◆ Work instructions:
Copy every record below exactly as it stands.

————

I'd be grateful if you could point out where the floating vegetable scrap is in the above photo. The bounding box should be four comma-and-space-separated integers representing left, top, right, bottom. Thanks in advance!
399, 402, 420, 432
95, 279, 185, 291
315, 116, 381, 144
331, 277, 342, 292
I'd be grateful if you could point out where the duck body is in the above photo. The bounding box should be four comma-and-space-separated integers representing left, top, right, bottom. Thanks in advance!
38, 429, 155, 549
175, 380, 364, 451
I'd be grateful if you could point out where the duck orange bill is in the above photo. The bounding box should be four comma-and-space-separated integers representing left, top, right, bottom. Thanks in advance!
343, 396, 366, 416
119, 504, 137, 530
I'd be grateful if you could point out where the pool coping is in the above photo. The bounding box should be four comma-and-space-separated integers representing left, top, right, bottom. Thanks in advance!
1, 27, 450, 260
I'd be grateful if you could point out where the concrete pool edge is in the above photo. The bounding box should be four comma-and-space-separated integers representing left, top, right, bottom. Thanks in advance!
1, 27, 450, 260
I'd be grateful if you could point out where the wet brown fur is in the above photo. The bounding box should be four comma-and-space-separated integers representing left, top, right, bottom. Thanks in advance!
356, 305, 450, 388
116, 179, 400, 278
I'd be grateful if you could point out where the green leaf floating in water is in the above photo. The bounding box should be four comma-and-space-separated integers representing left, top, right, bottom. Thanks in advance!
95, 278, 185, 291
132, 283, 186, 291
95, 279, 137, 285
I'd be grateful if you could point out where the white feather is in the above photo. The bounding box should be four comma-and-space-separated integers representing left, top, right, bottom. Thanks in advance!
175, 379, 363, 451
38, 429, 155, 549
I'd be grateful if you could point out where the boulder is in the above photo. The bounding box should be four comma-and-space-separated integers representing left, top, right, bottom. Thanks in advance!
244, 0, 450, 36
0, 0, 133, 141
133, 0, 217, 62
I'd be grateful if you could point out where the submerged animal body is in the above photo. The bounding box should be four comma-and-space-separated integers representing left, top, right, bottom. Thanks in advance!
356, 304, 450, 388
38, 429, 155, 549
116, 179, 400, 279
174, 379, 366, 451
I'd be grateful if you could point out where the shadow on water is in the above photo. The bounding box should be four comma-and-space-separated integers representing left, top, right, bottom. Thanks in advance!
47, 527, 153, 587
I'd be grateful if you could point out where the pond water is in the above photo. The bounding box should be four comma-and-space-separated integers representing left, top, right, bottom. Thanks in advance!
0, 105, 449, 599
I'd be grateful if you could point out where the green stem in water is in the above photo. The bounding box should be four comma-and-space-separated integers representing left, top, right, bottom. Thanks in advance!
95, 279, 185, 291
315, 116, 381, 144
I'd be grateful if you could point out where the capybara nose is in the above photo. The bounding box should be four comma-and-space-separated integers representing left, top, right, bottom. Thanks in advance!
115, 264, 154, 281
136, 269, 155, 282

————

◆ Exercise result:
I'd be grateful if you could point out where the floating vegetable scrap is in the above photo. The bounding box should be four comma-and-space-separated integers representing left, top, right, bottom. Thanks in advance!
399, 402, 420, 432
95, 279, 185, 291
315, 116, 381, 144
331, 277, 342, 292
I'd be grateful if you could point out where the duck body is in the above photo. The bounding box should be four comma-and-space-separated integers representing left, top, right, bottom. Thanks in advance!
38, 429, 155, 549
175, 380, 364, 451
I'd be grateful if you could point out where the duck orange bill is in the above photo. The bounding box should be four comma-and-space-separated integers representing left, top, right, bottom. Thanks in advance!
343, 396, 366, 416
119, 504, 137, 530
I'd be grateful if you could point out where the pool coping is in the above photo. The bounding box should be four comma-and-space-separated integers representing left, top, right, bottom. Thanks in advance!
1, 27, 450, 260
I'd be grateful if you could point out where the concrete pool edge is in the above photo. The bounding box should be four comma-and-space-separated integers representing left, top, right, bottom. Thanks in advance!
1, 27, 450, 260
I'd be grateful if you could point out where the wet brown fur is in the above photo. The bounding box should be four comma-and-space-separated integers representing left, top, right, bottom. Thanks in advance!
356, 305, 450, 388
116, 179, 400, 278
I'd be grateful if you could point out where the green leaf floating in water is in the above photo. The bounding box should be four comma-and-space-separated integers representing left, top, right, bottom. Thanks in advance!
95, 278, 185, 291
132, 283, 186, 291
95, 279, 137, 285
I'd be grateful if you could point out where the white feather is in the above photo. The bounding box should be four comma-and-space-separated integers representing left, top, right, bottom. Thanks in advance!
175, 379, 363, 451
38, 429, 155, 549
I'd be grateful if you could point out where the boulder is in the above photo. The bounding box should be four comma-and-space-separated integers representing left, top, right, bottom. Thanks in advance!
244, 0, 450, 36
0, 0, 133, 141
133, 0, 217, 62
I'd be grateful if you could point out where the submerged animal body is in the above photo. The bounding box should be four comma-and-space-separated integers representing left, top, right, bottom. Thanks in advance!
356, 304, 450, 388
38, 429, 155, 549
116, 179, 400, 279
174, 379, 366, 451
I'd be grateful if you could point out where the shadow on water is in the above photo. The bounding box should be four comma-and-space-separated integers representing left, top, right, bottom. Thanks in advance!
47, 527, 153, 587
I'd be grateful if you could point out where the pond water is in the above photo. The bounding box should be four comma-and-space-separated integers representing left, top, right, bottom. Thanks in advance!
0, 105, 449, 599
I'd be grateful if you could point out where the green stem in water is in the above photo. The bounding box should be four comma-and-space-separated integers representing left, top, right, bottom. Thanks in advance!
95, 279, 185, 291
315, 116, 381, 144
I'd be grateful if you could point out where the capybara nose is in the above photo. The bounding box should be four comma-and-space-separated integers representing left, top, right, bottom. Thanks in advance!
115, 264, 154, 281
136, 269, 155, 282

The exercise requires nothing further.